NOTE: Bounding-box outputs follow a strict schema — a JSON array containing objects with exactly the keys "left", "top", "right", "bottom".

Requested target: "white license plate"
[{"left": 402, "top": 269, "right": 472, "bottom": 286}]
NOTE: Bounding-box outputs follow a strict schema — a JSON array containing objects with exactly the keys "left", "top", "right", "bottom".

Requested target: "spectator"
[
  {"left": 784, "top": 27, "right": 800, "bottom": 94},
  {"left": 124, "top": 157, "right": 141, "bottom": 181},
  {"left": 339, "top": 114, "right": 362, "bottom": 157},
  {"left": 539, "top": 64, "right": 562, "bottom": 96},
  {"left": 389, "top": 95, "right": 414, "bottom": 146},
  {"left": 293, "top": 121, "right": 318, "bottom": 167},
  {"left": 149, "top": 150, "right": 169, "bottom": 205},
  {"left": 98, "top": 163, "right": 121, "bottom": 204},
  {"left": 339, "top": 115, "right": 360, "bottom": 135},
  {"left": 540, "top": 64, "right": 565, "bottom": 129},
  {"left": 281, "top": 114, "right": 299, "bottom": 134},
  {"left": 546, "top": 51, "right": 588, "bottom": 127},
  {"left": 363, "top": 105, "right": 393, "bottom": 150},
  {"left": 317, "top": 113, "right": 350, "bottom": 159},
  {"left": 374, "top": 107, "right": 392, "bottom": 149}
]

◆ **Exercise details**:
Repeat the listing above in full, exactly as given.

◆ **Task output**:
NOTE: Bounding-box outputs follow a strict schema — a JSON array containing objects with exactly the keys "left", "top", "right", "bottom".

Requested target: "white license plate"
[{"left": 402, "top": 269, "right": 472, "bottom": 286}]
NOTE: Bounding-box outputs follow a strict schema — a JSON array containing objects with exactly the keys "left", "top", "right", "bottom".

Requested target: "spectator"
[
  {"left": 784, "top": 27, "right": 800, "bottom": 94},
  {"left": 124, "top": 157, "right": 141, "bottom": 181},
  {"left": 339, "top": 114, "right": 362, "bottom": 157},
  {"left": 539, "top": 64, "right": 562, "bottom": 96},
  {"left": 389, "top": 95, "right": 414, "bottom": 146},
  {"left": 293, "top": 121, "right": 318, "bottom": 167},
  {"left": 149, "top": 150, "right": 169, "bottom": 205},
  {"left": 98, "top": 163, "right": 121, "bottom": 204},
  {"left": 339, "top": 115, "right": 360, "bottom": 135},
  {"left": 540, "top": 64, "right": 565, "bottom": 129},
  {"left": 281, "top": 114, "right": 299, "bottom": 134},
  {"left": 546, "top": 51, "right": 588, "bottom": 127},
  {"left": 363, "top": 105, "right": 393, "bottom": 150},
  {"left": 317, "top": 113, "right": 350, "bottom": 159},
  {"left": 374, "top": 107, "right": 392, "bottom": 149}
]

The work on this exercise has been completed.